→ Data
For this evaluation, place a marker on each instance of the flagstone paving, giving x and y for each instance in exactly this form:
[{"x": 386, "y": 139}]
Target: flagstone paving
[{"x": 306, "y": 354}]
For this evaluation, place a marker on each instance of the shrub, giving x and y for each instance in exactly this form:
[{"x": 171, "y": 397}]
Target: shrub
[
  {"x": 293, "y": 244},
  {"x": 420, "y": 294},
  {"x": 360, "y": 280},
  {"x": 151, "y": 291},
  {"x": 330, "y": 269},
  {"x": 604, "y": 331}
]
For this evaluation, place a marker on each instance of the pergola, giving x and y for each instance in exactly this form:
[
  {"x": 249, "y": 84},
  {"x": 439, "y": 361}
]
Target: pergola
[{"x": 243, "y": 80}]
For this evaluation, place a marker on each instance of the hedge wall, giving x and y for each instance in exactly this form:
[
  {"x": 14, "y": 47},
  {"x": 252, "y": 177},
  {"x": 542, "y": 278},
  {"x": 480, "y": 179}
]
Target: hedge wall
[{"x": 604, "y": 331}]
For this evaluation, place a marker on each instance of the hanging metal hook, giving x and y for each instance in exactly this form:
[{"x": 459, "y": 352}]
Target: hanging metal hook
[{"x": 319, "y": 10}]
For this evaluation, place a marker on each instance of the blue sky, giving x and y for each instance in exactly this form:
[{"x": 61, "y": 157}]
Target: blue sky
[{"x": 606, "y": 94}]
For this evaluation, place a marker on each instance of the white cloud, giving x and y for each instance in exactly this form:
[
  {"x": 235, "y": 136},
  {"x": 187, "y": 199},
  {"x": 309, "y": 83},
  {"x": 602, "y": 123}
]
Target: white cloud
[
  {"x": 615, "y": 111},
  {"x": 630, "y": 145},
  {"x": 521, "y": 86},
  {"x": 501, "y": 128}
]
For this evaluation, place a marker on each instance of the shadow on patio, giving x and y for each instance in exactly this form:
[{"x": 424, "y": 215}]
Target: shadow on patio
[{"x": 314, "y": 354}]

→ Exercise
Retype all of the entries above word for word, from the first line of the first entry to the last line of the final one.

→ Answer for this exercise
For this evaluation, place a marker on each instance of the flagstone paving, giving x and y for each instance in exactly this form:
[{"x": 386, "y": 139}]
Target: flagstone paving
[{"x": 306, "y": 354}]
For this evaluation, place a marker on each instance of the shrub, giving x and y for each instance in exactly this form:
[{"x": 171, "y": 397}]
Target: shrub
[
  {"x": 293, "y": 244},
  {"x": 420, "y": 294},
  {"x": 360, "y": 280},
  {"x": 151, "y": 291},
  {"x": 330, "y": 269},
  {"x": 604, "y": 331}
]
For this evaluation, place a marker on each instance of the pergola, giving x and y for each instance in exactly this form:
[
  {"x": 249, "y": 84},
  {"x": 439, "y": 361}
]
Target: pergola
[{"x": 243, "y": 80}]
For this evaluation, place a marker on each instance of the hedge wall, giving x and y for each instance in exactly this form:
[
  {"x": 14, "y": 47},
  {"x": 252, "y": 177},
  {"x": 542, "y": 278},
  {"x": 480, "y": 179}
]
Target: hedge wall
[{"x": 604, "y": 331}]
For this evaluation, place a marker on each instance of the hanging metal hook, giving x and y for each instance in exactly this form:
[{"x": 459, "y": 352}]
Target: hanging metal hook
[{"x": 319, "y": 10}]
For this evaluation, place a marker on each instance of the blue sky, giving x and y for each instance in exactly this form:
[{"x": 61, "y": 157}]
Target: blue sky
[{"x": 606, "y": 94}]
For this evaluation, place a marker on each instance of the white cloud, giving x and y for each instance in exactly this form:
[
  {"x": 235, "y": 136},
  {"x": 187, "y": 199},
  {"x": 309, "y": 83},
  {"x": 602, "y": 123}
]
Target: white cloud
[
  {"x": 615, "y": 111},
  {"x": 630, "y": 145},
  {"x": 521, "y": 86},
  {"x": 501, "y": 128}
]
For this evaluation, place a marker on each instance of the shadow on patio, giving x and y for each instance in exactly this form:
[{"x": 424, "y": 215}]
Target: shadow on patio
[{"x": 314, "y": 354}]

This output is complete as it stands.